- [Assignment]: Locate the word "paper" in the entries below, then gather every line that holds it.

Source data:
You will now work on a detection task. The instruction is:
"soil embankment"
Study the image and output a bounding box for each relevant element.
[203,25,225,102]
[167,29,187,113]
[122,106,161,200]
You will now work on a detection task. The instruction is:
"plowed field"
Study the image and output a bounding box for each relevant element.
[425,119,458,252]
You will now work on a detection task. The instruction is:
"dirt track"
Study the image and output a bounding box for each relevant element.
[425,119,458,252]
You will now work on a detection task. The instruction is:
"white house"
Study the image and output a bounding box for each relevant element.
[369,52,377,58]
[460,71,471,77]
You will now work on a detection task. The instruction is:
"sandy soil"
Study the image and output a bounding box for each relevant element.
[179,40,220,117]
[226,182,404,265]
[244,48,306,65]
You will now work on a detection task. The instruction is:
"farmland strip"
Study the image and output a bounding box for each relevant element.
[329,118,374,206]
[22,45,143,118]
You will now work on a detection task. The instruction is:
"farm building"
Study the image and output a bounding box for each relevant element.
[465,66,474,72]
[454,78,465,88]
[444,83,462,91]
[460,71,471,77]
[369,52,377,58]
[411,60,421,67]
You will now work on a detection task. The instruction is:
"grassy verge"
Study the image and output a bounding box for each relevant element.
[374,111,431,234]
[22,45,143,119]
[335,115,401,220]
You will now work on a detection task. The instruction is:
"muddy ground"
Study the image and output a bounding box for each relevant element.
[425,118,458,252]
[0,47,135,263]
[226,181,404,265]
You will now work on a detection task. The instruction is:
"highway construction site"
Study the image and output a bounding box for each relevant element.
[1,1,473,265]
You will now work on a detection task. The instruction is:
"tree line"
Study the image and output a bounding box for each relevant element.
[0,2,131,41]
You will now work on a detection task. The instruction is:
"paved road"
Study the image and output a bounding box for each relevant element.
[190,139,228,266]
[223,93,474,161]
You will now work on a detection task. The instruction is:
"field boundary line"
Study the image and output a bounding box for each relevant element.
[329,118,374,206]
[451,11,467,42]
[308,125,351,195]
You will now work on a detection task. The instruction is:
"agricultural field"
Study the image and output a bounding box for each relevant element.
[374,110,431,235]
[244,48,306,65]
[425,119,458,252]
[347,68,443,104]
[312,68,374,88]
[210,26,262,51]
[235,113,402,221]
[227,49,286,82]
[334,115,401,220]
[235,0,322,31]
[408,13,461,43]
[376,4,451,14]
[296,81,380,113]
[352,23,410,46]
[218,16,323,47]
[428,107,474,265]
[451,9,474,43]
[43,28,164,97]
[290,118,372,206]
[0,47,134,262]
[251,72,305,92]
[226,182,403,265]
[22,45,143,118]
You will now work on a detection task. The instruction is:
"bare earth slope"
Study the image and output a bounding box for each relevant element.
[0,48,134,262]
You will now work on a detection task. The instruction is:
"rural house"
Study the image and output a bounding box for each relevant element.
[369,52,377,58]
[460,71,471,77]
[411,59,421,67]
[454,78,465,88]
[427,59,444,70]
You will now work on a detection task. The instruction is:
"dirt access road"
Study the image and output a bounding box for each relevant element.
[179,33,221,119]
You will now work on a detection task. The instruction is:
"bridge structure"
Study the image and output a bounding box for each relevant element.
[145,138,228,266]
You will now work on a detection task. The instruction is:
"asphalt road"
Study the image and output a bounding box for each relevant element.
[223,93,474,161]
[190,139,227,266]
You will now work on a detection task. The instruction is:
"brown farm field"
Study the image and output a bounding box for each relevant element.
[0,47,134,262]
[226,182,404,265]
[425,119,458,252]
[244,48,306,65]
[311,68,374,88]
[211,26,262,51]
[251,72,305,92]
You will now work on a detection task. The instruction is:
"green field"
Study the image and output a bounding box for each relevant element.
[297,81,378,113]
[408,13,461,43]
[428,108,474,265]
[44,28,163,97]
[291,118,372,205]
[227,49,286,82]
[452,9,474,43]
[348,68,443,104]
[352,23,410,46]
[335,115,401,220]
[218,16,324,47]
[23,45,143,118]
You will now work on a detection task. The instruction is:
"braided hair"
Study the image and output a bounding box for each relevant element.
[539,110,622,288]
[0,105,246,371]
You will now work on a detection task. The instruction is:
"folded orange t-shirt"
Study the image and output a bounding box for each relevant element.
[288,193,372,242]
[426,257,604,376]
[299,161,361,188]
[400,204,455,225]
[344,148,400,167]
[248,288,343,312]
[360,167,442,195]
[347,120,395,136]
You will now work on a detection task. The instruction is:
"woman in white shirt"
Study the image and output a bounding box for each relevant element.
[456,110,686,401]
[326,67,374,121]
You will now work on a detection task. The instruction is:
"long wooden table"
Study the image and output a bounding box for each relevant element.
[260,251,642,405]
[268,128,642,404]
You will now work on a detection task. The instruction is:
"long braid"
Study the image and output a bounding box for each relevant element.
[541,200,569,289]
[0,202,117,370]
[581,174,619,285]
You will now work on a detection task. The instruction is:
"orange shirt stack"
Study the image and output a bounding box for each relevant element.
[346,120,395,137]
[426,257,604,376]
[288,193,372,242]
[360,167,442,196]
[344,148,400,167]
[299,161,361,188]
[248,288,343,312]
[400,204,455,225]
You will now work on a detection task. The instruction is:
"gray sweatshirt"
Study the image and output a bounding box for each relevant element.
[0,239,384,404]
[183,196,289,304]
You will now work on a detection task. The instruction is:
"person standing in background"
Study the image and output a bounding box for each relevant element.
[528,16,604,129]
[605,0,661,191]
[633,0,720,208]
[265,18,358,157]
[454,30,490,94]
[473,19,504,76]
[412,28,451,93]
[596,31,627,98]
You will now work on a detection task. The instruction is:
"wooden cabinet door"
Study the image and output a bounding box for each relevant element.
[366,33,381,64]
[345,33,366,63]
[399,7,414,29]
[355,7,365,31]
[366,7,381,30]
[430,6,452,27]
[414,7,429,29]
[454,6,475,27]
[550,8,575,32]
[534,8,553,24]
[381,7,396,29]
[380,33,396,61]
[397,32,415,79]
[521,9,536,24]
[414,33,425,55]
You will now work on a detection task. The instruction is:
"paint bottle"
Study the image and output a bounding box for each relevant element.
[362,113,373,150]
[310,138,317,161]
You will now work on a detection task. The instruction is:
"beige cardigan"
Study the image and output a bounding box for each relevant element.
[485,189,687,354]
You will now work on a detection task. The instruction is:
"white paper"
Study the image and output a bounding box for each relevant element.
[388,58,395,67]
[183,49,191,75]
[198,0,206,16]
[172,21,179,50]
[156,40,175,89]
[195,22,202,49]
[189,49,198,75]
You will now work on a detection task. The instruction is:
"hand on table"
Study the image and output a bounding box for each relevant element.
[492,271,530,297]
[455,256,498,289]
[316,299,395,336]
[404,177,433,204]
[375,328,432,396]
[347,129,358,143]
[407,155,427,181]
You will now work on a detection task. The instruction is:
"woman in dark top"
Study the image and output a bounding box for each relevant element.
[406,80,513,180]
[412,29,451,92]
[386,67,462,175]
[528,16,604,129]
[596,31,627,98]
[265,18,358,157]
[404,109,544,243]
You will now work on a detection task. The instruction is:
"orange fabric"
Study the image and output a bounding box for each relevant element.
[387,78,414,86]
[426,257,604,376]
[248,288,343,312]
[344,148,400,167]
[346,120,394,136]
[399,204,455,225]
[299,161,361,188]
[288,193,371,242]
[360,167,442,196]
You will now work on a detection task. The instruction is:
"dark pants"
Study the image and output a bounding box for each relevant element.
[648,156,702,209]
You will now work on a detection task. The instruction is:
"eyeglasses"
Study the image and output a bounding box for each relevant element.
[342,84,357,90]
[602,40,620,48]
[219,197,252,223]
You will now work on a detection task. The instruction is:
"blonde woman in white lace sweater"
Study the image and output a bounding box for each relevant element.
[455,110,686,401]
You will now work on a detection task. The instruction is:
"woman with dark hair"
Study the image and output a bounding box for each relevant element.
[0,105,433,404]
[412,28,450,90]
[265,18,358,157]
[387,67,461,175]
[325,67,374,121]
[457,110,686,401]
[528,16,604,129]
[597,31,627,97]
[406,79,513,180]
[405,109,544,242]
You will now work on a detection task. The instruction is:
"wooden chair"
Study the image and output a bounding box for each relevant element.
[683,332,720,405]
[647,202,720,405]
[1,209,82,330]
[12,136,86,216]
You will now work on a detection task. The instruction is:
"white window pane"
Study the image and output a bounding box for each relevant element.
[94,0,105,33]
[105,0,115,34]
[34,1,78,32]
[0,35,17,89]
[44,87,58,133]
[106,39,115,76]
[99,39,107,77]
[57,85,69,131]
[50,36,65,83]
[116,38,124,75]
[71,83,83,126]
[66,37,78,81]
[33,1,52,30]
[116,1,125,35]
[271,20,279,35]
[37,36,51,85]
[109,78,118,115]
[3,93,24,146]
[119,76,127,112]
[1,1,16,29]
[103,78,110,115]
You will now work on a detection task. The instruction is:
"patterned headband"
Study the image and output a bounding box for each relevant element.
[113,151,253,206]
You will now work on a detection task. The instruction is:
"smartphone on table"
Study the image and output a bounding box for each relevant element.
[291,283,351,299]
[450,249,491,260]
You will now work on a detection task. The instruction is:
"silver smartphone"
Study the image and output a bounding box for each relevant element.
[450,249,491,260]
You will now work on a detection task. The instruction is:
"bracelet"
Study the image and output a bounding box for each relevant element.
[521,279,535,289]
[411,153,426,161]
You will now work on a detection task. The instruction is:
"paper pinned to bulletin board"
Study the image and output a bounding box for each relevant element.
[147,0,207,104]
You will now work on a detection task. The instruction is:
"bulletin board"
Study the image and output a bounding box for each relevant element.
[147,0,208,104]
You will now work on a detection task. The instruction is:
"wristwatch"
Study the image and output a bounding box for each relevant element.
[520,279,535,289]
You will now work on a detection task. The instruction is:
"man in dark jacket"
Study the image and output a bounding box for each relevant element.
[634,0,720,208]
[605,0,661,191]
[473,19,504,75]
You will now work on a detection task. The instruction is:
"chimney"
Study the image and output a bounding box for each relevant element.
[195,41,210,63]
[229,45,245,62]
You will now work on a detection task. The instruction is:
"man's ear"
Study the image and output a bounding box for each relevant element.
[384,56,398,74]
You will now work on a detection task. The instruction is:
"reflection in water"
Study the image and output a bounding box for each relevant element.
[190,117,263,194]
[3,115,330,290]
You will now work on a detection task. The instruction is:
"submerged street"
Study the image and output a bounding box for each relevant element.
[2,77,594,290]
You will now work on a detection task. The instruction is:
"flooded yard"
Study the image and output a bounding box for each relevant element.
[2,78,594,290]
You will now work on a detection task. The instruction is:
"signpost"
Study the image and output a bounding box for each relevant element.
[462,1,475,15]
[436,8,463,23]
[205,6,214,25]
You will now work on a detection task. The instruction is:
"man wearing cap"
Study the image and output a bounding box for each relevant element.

- [Reply]:
"white paper"
"paper pinned to bulletin board"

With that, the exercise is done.